• **Task to carry out**
Where a line of the records contains the word "after", show that line.

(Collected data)

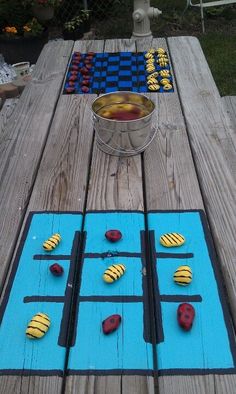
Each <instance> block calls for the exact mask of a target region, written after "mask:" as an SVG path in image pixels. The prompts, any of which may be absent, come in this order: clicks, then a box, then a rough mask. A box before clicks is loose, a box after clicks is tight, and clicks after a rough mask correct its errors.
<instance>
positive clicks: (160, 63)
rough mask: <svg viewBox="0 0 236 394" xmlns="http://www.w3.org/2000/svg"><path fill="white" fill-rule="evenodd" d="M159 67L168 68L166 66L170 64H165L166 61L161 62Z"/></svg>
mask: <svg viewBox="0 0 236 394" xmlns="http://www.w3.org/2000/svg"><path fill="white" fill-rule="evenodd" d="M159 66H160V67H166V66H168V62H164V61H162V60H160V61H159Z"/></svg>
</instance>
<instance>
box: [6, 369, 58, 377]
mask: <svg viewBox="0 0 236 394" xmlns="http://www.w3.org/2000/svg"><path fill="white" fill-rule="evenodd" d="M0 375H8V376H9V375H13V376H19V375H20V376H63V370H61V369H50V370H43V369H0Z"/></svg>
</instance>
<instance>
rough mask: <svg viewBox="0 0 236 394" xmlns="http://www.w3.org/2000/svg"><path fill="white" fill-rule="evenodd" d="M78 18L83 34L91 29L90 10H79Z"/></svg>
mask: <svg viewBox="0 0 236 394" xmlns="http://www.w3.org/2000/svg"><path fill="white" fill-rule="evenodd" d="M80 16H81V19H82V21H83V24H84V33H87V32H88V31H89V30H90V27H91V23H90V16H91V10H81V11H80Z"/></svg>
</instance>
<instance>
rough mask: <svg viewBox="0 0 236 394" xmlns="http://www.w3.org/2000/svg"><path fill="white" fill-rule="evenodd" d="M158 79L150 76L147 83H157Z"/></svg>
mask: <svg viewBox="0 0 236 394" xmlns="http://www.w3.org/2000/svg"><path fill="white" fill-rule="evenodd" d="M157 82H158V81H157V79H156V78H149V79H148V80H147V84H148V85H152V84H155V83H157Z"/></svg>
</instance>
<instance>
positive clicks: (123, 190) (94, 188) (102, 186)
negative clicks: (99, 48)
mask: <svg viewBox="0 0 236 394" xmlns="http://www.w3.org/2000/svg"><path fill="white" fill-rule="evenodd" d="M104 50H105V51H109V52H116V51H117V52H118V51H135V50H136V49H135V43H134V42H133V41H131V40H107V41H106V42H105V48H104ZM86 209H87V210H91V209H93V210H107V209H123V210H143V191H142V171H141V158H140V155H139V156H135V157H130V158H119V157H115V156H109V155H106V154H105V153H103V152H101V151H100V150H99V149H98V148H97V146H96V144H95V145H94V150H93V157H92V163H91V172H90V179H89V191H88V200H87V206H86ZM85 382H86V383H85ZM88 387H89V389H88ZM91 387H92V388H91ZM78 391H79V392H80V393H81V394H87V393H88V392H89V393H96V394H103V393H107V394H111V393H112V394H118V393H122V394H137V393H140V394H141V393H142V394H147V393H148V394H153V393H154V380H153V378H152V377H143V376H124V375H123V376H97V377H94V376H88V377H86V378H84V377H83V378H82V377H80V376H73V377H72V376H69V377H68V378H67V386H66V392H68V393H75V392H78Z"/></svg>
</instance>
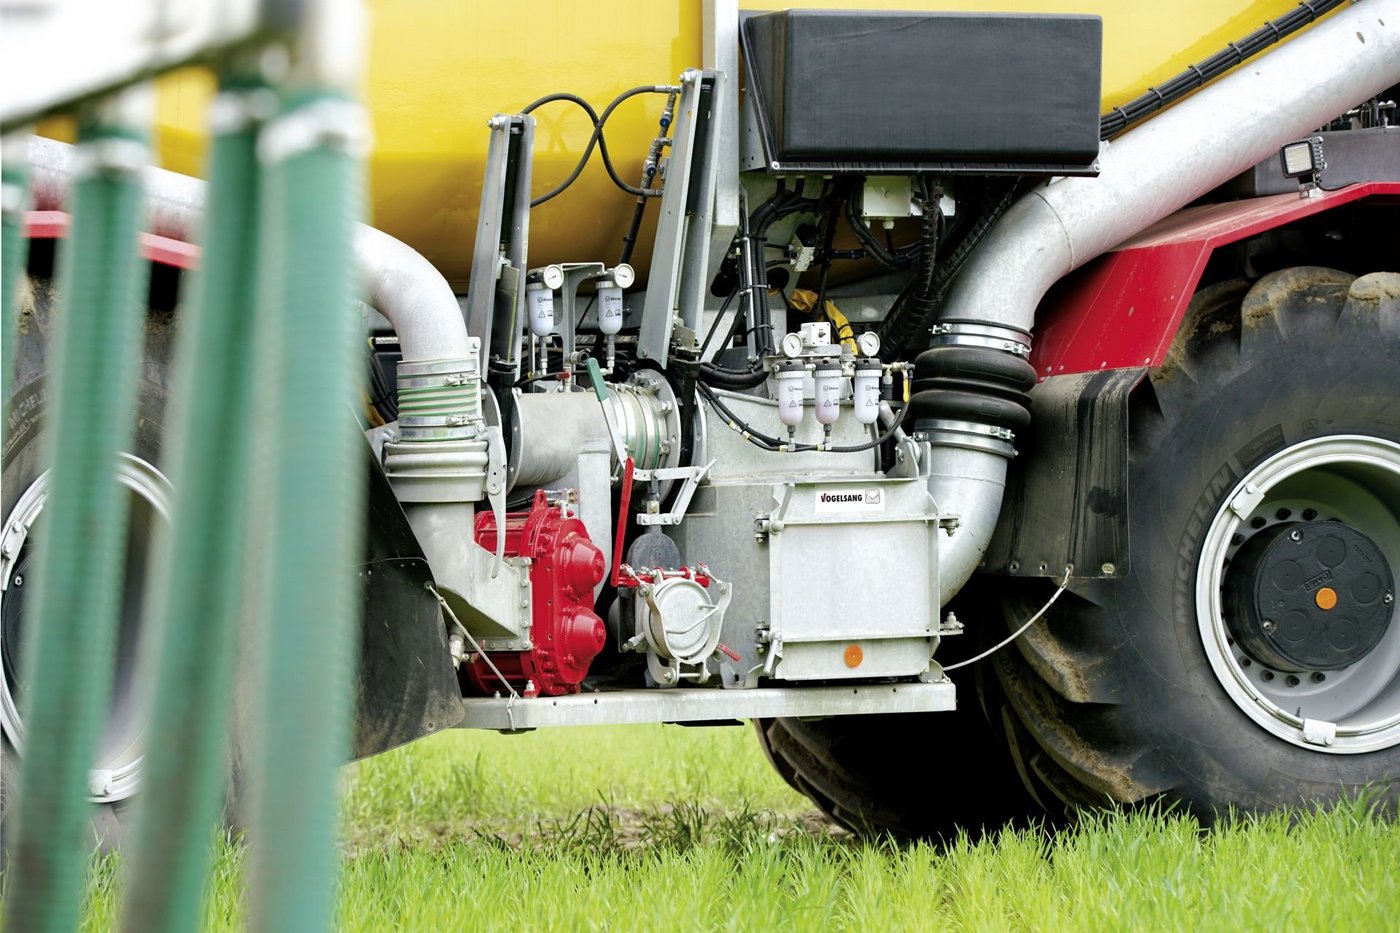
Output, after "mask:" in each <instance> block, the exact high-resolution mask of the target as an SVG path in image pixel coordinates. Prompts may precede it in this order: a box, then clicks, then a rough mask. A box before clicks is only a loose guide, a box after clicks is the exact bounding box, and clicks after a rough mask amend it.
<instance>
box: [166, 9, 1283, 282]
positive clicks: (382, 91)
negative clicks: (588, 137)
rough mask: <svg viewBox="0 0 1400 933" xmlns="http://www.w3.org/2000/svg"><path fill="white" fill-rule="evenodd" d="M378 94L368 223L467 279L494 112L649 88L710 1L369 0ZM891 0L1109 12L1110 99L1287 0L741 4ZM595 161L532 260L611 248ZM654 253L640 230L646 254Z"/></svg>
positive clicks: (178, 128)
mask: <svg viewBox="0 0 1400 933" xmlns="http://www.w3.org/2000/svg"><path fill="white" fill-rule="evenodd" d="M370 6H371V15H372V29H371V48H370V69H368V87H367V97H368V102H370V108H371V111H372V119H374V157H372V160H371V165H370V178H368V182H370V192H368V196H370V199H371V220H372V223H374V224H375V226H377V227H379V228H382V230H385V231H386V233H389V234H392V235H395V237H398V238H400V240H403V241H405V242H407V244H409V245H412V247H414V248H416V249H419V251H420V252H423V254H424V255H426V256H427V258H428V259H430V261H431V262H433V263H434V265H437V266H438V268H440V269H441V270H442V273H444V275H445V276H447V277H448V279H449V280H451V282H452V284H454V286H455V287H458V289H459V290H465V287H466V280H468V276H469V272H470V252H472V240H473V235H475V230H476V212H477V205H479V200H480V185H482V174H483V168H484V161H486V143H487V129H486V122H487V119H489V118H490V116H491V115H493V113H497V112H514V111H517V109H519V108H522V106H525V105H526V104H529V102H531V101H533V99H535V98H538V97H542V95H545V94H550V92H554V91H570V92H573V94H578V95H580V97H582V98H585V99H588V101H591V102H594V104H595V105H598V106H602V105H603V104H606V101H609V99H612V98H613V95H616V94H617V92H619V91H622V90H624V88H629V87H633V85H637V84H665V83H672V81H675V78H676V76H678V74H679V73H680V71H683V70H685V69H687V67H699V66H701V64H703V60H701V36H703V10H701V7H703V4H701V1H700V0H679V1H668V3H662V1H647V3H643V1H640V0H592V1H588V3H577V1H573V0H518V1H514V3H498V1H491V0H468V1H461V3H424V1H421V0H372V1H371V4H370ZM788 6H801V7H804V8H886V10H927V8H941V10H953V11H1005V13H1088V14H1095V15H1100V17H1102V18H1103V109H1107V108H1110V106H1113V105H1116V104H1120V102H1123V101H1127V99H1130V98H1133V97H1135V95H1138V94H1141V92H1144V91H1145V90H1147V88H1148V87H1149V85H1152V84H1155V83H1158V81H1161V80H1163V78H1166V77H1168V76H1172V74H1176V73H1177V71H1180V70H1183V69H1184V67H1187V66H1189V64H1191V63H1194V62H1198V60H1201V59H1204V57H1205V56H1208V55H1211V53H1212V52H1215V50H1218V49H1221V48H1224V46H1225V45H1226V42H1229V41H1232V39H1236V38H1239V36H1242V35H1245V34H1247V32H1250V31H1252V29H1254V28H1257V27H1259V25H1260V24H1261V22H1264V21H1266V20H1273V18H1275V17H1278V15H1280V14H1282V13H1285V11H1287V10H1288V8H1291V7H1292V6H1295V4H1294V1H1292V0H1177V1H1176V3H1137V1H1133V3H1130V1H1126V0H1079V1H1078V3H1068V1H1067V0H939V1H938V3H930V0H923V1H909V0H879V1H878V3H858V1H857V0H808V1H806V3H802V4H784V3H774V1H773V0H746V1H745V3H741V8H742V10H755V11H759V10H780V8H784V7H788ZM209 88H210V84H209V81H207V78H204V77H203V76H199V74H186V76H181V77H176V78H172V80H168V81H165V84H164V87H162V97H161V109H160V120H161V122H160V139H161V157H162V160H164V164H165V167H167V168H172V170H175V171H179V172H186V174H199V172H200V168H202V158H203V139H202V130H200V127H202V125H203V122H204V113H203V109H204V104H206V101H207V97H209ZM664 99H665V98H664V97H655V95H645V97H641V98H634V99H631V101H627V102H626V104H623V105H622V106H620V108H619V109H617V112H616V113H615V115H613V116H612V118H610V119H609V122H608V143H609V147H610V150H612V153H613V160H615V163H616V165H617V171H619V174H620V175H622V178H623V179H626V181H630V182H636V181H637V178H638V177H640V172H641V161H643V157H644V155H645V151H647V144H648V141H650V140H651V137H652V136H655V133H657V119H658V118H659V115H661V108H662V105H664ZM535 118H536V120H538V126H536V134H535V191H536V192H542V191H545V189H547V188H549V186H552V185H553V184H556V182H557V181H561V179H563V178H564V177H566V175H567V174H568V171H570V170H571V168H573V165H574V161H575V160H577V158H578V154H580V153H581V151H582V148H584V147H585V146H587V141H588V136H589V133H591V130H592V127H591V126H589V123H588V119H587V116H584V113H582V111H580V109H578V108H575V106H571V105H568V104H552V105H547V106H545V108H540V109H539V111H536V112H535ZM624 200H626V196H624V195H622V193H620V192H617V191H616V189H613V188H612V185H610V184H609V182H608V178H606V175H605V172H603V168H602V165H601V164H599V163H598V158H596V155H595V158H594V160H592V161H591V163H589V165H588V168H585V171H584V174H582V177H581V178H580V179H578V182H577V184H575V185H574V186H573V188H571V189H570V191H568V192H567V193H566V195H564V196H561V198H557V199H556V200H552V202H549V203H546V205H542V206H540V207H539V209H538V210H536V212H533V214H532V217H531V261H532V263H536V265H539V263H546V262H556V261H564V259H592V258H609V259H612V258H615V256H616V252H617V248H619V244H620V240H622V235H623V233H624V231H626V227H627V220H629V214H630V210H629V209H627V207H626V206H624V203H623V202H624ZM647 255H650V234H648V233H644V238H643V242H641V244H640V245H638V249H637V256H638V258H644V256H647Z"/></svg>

• **Written reply**
Each <instance> block calls for the exact mask of a target region, written after "mask:" as an SVG path in image pixels. The prompts, any of which may be absent, come in this order: clicks, then a box, then a rough mask. A box before clicks is loose, a box after clicks is tight, and clicks after a rough mask correct its errors.
Output, after "mask:" in each <instance> block, the exact high-resolution mask of the target as an SVG path in image pixel coordinates. Prompts may precede it in this order: a box, then clicks, then a rough mask. A box before clicks is only a loose guide, a box after clicks is the exact bounding box, and clicks after a rough mask amend it.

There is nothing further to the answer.